• Zu erledigende Aufgabe
Aktualisiere die Zeilen von der Zeile mit „the white wall“ bis einschließlich der letzten Zeile, indem du „photo“ durch „image“ ersetzt und alles andere unverändert lässt. Lass die Bilder in der Antwort weg.

• Eingabe zur Übung
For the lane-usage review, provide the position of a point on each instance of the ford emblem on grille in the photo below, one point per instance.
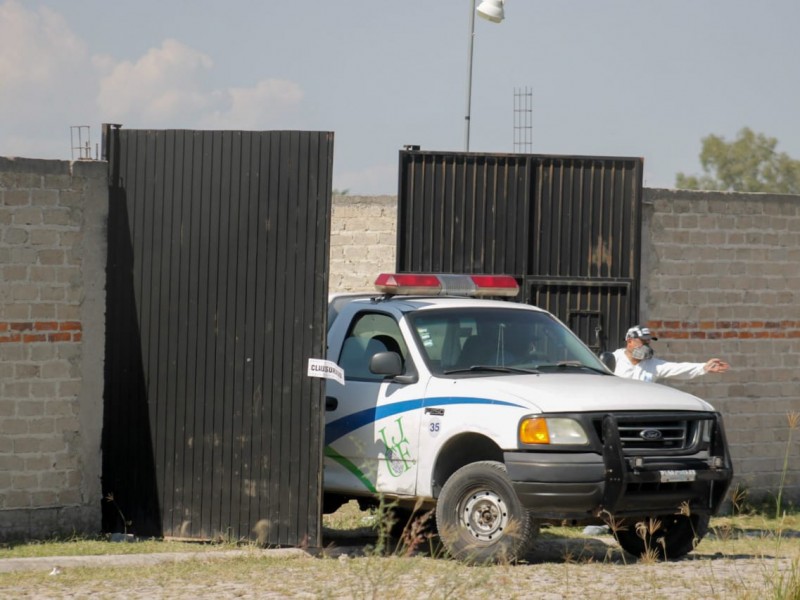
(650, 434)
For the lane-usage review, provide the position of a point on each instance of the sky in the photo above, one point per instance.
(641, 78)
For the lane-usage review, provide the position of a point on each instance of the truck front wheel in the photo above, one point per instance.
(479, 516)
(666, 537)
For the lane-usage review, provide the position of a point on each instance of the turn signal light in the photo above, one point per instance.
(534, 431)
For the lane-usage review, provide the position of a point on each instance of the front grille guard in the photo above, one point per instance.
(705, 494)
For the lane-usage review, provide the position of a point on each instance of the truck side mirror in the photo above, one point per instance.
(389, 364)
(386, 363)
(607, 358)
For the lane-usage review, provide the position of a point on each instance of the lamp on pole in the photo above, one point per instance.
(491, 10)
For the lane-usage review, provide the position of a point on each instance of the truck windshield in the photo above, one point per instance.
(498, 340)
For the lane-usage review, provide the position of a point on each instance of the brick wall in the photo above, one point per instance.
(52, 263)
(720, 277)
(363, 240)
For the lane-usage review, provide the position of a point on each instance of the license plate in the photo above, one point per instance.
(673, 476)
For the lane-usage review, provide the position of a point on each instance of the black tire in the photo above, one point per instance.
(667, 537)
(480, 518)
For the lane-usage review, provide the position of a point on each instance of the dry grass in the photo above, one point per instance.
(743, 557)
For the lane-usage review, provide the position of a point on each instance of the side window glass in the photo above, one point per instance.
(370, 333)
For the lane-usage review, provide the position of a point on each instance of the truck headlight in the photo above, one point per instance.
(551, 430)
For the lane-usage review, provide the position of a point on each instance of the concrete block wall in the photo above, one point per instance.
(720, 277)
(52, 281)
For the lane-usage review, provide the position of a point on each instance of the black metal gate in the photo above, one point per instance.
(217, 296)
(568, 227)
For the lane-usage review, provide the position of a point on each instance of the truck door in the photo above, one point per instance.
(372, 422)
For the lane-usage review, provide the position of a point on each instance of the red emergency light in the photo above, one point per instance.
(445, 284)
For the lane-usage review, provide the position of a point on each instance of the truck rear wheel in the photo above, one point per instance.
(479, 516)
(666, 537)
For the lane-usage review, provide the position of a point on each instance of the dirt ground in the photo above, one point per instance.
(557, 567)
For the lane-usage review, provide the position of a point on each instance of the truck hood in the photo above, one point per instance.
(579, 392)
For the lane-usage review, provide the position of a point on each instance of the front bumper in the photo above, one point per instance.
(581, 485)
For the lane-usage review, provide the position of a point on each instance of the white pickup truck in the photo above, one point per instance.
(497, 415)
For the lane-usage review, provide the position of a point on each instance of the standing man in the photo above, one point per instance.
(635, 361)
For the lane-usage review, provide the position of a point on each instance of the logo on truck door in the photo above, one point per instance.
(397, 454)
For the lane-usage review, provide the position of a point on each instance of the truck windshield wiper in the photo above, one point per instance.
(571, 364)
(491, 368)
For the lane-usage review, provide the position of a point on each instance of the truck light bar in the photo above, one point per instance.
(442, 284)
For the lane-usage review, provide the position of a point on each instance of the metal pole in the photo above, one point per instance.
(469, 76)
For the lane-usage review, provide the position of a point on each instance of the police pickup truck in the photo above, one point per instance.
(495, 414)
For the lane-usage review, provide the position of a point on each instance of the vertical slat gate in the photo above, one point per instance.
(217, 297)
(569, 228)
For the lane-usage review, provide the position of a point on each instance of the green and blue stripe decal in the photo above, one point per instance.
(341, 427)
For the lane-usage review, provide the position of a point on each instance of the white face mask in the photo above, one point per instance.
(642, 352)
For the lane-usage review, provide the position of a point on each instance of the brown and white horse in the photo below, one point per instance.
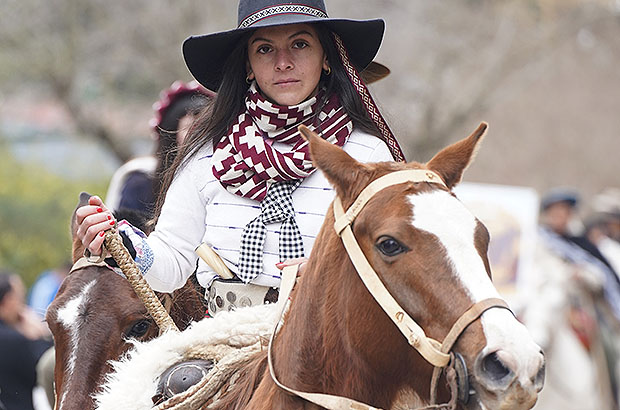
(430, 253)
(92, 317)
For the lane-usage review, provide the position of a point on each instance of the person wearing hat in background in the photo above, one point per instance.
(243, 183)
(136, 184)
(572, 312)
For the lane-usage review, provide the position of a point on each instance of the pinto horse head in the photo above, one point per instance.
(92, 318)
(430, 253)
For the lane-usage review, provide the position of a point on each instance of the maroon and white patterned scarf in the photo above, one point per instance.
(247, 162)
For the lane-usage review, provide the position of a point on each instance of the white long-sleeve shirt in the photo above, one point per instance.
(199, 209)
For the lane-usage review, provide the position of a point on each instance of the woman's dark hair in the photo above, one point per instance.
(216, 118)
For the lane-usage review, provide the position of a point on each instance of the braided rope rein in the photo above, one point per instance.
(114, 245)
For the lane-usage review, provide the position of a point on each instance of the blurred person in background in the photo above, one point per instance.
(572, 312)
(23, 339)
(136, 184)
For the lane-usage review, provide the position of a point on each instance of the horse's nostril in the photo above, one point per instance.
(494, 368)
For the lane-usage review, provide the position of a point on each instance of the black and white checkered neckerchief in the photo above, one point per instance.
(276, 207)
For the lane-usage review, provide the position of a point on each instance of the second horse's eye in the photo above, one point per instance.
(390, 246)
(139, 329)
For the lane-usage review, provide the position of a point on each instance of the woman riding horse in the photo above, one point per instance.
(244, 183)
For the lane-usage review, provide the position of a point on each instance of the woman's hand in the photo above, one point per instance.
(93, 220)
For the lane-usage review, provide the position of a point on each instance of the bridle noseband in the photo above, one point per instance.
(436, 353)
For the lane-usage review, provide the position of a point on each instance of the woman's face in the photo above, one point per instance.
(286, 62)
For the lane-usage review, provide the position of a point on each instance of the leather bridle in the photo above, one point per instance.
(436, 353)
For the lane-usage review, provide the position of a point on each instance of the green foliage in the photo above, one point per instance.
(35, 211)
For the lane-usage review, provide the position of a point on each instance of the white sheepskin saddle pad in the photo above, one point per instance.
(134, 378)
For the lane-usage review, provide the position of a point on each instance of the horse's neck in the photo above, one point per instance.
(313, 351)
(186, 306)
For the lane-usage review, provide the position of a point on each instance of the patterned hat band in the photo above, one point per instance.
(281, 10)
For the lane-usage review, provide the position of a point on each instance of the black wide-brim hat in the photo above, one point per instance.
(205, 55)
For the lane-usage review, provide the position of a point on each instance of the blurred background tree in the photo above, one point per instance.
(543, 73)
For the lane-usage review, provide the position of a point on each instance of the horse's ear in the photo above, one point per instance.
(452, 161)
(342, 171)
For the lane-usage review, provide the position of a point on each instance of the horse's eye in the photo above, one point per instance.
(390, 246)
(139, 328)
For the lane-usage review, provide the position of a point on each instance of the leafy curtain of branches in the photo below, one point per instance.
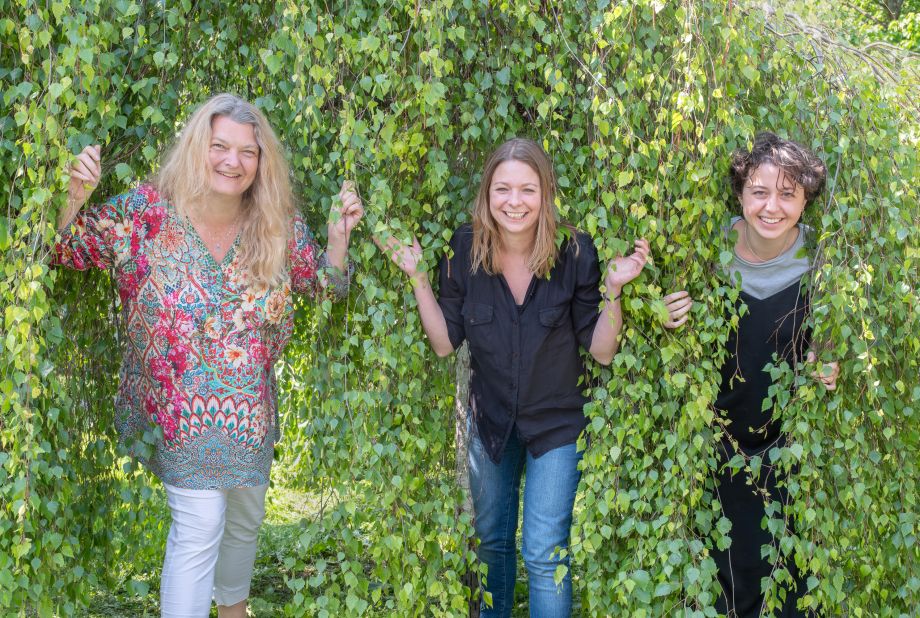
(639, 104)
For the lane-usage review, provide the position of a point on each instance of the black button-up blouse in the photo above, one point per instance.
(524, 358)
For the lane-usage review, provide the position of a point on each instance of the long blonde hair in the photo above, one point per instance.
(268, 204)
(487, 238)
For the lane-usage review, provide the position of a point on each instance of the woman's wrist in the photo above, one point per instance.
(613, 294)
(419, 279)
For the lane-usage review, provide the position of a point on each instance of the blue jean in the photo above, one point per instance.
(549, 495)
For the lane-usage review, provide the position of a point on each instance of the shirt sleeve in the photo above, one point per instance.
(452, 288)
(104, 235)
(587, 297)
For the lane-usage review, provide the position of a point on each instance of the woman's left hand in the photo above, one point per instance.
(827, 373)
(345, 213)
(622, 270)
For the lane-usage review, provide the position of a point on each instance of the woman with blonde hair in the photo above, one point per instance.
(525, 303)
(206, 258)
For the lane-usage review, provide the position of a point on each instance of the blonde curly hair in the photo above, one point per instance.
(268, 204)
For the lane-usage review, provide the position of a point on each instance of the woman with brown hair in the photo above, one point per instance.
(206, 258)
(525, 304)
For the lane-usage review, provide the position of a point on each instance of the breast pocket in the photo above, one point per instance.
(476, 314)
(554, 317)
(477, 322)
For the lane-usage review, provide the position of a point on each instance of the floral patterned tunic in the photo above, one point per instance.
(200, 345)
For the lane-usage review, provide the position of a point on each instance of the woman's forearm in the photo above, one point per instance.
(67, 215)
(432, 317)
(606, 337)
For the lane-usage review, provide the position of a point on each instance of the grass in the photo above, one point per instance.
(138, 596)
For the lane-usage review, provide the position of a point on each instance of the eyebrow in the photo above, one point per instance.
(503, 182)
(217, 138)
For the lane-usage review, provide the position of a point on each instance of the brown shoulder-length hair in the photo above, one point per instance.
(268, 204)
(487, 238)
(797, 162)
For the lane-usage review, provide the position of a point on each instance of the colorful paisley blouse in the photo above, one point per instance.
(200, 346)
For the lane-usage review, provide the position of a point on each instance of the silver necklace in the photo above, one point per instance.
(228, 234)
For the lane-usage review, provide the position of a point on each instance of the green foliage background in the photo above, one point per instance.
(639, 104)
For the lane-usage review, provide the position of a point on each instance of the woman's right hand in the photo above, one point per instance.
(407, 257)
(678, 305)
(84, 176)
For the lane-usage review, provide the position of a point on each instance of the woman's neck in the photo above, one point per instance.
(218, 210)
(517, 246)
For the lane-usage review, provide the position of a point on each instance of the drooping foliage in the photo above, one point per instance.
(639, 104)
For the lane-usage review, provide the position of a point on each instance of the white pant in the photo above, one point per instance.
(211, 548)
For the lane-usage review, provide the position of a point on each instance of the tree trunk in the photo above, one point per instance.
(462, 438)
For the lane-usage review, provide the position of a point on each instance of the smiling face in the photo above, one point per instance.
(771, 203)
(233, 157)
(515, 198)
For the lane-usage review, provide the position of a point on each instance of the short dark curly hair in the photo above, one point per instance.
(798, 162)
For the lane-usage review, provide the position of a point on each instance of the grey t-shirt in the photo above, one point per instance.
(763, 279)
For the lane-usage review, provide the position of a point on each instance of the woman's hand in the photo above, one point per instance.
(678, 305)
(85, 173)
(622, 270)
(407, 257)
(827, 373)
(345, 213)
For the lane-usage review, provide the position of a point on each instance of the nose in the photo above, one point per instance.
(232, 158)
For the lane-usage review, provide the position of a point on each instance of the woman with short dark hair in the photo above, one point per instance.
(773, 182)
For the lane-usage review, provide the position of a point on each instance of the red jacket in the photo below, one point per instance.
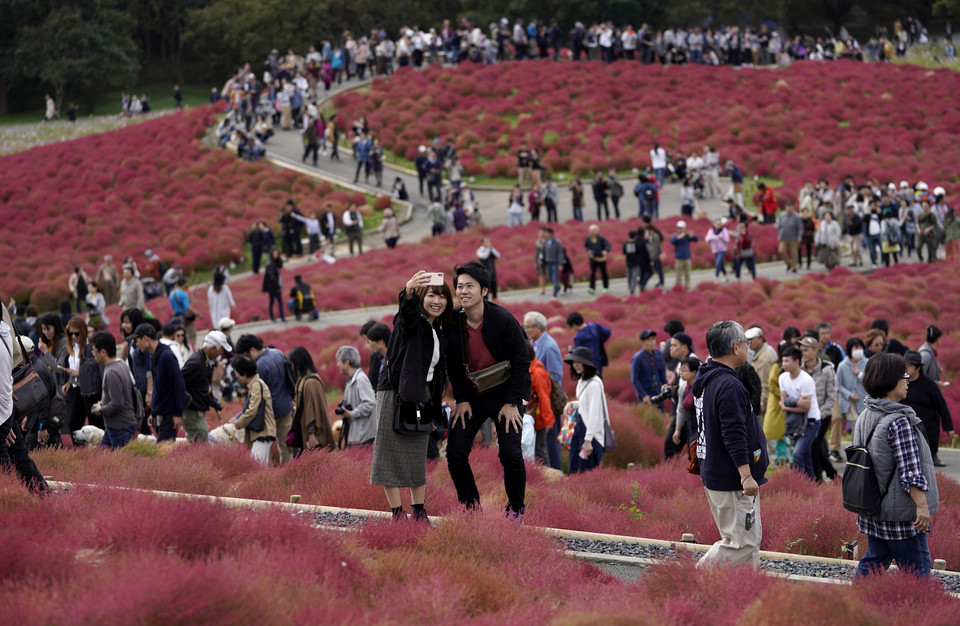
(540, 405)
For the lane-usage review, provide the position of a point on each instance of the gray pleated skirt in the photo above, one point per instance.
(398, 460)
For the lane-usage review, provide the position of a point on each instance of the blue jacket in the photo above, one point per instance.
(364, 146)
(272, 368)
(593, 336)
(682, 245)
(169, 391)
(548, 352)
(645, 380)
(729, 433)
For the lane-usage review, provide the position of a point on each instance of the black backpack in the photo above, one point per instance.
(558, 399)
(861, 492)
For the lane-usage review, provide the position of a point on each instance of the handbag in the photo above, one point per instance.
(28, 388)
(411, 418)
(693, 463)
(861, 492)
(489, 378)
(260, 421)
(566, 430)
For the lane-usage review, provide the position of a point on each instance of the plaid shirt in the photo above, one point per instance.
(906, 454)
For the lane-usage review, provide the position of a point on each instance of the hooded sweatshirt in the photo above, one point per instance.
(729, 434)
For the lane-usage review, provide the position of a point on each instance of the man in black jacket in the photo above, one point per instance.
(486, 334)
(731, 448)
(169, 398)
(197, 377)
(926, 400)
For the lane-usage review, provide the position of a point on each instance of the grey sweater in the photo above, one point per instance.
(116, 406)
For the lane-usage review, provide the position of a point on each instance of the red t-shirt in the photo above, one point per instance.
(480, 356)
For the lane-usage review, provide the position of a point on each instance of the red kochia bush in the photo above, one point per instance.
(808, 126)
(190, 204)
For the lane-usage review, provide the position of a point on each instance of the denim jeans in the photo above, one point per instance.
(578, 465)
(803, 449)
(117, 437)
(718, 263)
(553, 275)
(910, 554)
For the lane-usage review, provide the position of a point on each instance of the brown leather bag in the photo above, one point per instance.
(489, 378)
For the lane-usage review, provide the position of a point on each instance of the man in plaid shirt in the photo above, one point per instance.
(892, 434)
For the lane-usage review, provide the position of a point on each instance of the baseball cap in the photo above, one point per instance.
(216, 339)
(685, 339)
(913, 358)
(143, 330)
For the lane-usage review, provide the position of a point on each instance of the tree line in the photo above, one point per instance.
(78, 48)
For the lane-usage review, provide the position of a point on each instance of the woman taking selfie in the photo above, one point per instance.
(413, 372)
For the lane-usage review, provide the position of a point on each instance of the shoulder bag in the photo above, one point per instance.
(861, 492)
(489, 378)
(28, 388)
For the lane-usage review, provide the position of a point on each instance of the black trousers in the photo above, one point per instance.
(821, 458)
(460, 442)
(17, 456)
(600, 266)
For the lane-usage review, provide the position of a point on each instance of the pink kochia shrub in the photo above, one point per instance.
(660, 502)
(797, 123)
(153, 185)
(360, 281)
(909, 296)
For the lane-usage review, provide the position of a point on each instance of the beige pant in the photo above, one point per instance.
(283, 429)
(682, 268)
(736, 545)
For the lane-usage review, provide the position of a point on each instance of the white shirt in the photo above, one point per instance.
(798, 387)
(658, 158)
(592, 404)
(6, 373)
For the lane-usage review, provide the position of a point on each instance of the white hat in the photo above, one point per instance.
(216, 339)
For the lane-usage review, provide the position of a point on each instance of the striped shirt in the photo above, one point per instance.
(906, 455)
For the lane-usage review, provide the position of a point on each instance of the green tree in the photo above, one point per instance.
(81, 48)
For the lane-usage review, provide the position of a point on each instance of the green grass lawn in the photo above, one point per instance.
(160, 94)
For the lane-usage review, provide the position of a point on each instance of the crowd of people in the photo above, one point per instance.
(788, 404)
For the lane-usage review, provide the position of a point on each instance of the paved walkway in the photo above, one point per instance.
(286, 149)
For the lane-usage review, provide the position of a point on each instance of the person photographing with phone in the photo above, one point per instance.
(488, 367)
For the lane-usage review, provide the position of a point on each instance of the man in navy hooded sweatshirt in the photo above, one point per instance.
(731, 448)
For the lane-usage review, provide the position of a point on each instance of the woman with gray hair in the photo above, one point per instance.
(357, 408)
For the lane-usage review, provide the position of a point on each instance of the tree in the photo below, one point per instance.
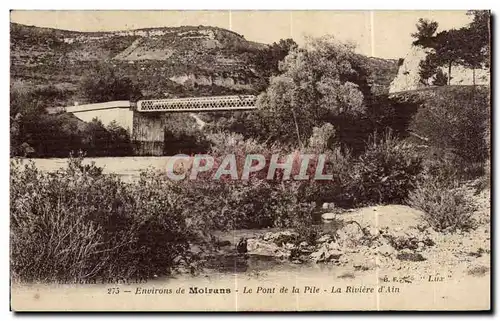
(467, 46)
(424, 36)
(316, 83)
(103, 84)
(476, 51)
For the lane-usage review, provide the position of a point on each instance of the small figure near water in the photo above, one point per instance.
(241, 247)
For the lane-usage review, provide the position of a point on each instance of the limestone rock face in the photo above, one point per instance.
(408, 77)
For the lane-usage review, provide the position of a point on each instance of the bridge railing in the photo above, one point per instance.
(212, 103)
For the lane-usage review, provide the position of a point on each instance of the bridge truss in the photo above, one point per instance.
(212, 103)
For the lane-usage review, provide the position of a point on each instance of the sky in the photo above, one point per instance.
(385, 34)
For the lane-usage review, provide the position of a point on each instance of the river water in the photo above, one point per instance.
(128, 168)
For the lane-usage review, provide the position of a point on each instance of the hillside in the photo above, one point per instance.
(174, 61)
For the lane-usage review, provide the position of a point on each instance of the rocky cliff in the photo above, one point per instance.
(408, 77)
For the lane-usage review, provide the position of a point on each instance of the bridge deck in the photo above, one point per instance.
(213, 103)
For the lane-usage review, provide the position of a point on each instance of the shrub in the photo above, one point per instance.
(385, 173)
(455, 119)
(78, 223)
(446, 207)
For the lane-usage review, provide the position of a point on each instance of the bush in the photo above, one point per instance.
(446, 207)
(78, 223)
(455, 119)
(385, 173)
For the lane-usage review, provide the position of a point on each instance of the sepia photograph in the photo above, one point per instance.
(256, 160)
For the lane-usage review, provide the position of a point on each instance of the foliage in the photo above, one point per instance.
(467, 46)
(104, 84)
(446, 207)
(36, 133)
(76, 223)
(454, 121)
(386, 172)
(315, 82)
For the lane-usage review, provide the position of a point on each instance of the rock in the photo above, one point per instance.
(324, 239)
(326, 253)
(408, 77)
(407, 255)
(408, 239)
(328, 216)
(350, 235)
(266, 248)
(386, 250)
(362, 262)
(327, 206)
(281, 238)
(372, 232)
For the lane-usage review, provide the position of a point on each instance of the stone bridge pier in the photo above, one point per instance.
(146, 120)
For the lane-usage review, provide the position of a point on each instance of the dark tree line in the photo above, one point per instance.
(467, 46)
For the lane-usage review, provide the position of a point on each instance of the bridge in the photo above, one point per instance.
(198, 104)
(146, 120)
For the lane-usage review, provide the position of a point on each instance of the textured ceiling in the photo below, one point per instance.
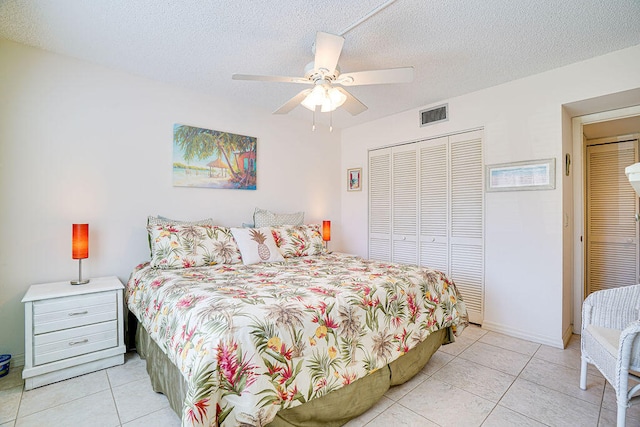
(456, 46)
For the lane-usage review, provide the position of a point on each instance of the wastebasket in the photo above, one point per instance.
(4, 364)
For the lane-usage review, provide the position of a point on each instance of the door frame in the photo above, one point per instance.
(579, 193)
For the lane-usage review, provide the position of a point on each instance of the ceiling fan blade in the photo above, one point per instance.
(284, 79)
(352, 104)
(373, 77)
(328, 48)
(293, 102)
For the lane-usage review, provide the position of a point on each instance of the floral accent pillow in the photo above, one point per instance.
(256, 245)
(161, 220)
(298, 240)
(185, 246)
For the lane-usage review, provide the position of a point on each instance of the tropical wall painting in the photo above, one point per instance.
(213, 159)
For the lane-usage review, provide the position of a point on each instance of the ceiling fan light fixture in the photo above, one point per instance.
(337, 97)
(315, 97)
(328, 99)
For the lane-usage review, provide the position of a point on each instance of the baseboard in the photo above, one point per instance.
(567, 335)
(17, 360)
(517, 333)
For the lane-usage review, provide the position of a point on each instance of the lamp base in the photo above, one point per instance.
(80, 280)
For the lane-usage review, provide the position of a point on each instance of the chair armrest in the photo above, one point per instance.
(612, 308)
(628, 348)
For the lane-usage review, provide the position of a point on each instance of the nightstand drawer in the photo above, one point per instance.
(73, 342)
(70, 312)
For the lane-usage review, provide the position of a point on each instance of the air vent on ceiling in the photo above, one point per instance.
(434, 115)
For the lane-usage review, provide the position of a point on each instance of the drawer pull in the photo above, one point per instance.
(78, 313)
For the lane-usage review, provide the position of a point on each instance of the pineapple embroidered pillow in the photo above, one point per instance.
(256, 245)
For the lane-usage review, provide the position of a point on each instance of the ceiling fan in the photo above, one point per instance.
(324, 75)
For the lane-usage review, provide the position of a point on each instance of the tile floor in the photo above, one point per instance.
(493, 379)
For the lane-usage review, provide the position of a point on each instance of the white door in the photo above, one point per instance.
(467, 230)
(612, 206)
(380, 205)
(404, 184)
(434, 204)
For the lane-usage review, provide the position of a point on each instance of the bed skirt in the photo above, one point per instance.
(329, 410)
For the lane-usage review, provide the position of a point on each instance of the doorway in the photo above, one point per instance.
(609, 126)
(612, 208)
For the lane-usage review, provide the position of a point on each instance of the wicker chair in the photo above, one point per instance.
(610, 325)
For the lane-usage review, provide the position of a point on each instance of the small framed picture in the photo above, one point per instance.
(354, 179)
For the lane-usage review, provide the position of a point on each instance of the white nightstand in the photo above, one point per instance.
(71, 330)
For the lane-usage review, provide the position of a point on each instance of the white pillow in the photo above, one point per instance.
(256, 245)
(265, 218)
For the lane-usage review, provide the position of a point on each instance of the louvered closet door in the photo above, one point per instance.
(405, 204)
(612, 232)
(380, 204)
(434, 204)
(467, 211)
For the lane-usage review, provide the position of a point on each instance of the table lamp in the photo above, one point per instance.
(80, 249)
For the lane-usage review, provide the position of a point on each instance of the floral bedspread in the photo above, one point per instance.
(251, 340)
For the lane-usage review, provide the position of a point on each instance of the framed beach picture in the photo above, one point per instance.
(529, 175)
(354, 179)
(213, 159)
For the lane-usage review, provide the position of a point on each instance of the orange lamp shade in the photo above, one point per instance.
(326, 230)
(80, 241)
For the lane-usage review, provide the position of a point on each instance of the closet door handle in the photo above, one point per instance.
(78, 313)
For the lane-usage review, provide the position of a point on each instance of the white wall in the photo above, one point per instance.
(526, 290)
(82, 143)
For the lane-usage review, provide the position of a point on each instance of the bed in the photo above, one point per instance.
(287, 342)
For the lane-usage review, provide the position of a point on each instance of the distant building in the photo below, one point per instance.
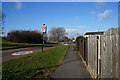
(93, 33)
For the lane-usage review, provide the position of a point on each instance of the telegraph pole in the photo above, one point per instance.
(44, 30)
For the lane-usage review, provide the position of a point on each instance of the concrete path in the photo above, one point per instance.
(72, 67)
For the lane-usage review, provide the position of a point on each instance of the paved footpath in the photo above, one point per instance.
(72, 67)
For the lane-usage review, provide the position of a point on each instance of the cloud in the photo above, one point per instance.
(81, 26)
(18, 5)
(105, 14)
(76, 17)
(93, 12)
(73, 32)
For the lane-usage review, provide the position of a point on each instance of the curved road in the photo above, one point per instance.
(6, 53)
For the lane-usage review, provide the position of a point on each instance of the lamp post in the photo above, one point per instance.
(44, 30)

• Hier die Antwort
For the lane-usage review, provide the position of a point on each instance of the white wall in the image above, one point per instance.
(526, 290)
(82, 143)
For the lane-usage review, provide the position of a point on each instance of the bed in the image above, one point per instance.
(287, 342)
For the lane-usage review, provide the position of a point on each instance of the distant building in the image below, one point per instance.
(93, 33)
For the lane-usage review, provide the position of a point on each instance of the telegraph pole in the image above, one point per instance.
(44, 30)
For the lane-usage review, provide the position of a point on each instance of the concrete path in the image above, one point per instance.
(72, 67)
For the lane-usage review, provide the position of a point on each instance of the paved footpath in the image above, one point per instance.
(72, 67)
For the lane-usage review, provide the position of a point on each instance of the cloud in the image above, one point per instance.
(81, 26)
(18, 5)
(105, 14)
(76, 17)
(93, 12)
(73, 32)
For the lane-usage review, provide the position of a point on each instance of the curved road in the image above, one point per instance.
(6, 53)
For the lane-usage review, provide the position of a point on each instance of the lamp post in the image above, one point per instance.
(44, 30)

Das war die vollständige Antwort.